Recorded data
--------------------------------------------------
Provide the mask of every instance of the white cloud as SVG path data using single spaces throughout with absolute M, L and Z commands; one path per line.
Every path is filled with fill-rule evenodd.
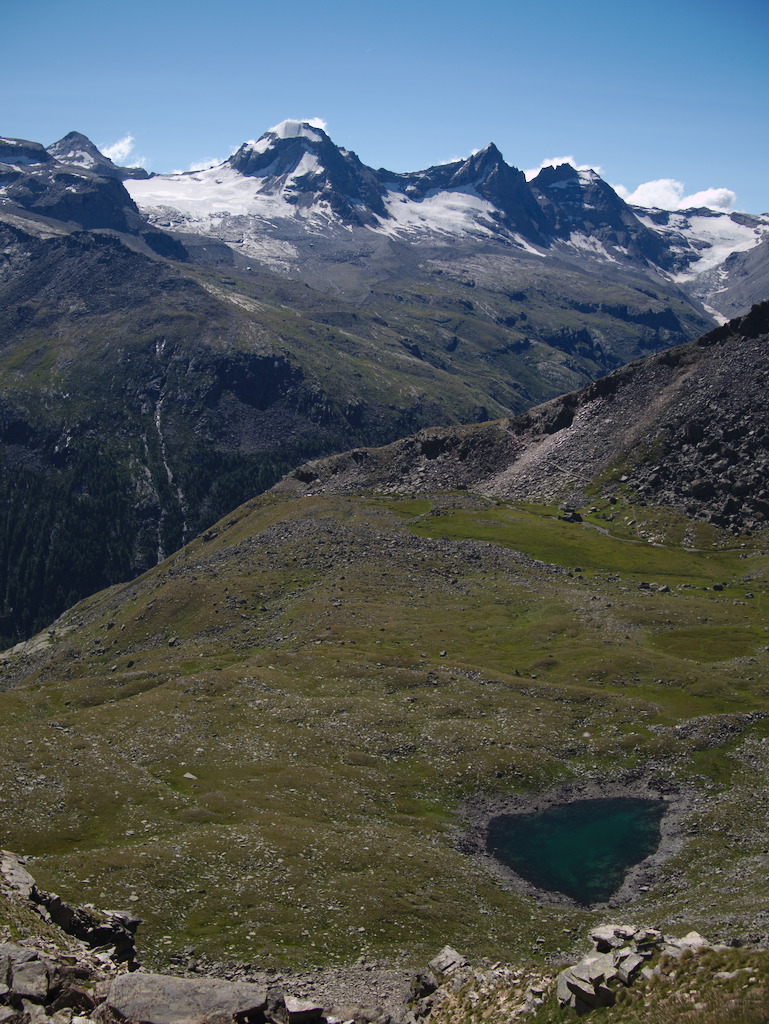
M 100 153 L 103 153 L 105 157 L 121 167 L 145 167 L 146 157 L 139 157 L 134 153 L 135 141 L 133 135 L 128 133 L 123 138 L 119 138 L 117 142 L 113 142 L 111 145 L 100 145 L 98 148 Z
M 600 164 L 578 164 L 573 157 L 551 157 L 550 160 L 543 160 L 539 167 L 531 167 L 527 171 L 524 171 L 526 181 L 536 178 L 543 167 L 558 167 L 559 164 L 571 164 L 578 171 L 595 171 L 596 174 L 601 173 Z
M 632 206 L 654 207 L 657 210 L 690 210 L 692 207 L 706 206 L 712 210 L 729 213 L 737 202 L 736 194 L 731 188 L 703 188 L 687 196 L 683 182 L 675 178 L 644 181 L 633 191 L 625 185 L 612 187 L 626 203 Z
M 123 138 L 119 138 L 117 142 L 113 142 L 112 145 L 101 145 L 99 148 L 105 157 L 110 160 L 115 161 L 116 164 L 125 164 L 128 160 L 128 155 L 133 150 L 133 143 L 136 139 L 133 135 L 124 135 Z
--------------------------------------------------
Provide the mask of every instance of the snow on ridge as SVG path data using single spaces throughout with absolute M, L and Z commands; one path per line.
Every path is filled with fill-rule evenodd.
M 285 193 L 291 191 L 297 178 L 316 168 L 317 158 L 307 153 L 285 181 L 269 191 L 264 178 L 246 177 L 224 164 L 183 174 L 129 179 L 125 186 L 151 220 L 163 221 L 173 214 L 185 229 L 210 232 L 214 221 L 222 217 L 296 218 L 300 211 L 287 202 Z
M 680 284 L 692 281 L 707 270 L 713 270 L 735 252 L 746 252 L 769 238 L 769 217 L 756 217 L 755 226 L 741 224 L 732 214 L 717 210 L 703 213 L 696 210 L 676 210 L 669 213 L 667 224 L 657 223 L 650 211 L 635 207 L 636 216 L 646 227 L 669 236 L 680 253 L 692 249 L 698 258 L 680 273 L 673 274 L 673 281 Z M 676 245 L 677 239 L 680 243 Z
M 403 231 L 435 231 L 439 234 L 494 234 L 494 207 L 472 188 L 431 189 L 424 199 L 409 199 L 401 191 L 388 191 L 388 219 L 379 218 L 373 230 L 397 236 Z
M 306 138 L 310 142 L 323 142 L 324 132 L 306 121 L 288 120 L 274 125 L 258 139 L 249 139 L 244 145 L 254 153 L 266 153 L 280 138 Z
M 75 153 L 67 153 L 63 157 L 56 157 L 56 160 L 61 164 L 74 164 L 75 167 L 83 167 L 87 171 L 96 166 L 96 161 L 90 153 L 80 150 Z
--------------------------------------------------
WORK TO BE COMPLETED
Copy everything from the line with "Provide the mask of every instance of the white" up to and including the line with "M 100 153 L", word for word. Leave the picture out of your copy.

RESPONSE
Provide the mask of every instance of the white cloud as SVG path data using single spaces throughout with absolute M, L and Z commands; one path per line.
Every path is filled with fill-rule evenodd.
M 100 153 L 103 153 L 105 157 L 121 167 L 145 167 L 146 157 L 139 157 L 134 153 L 135 141 L 133 135 L 128 133 L 123 138 L 119 138 L 117 142 L 113 142 L 111 145 L 100 145 L 98 148 Z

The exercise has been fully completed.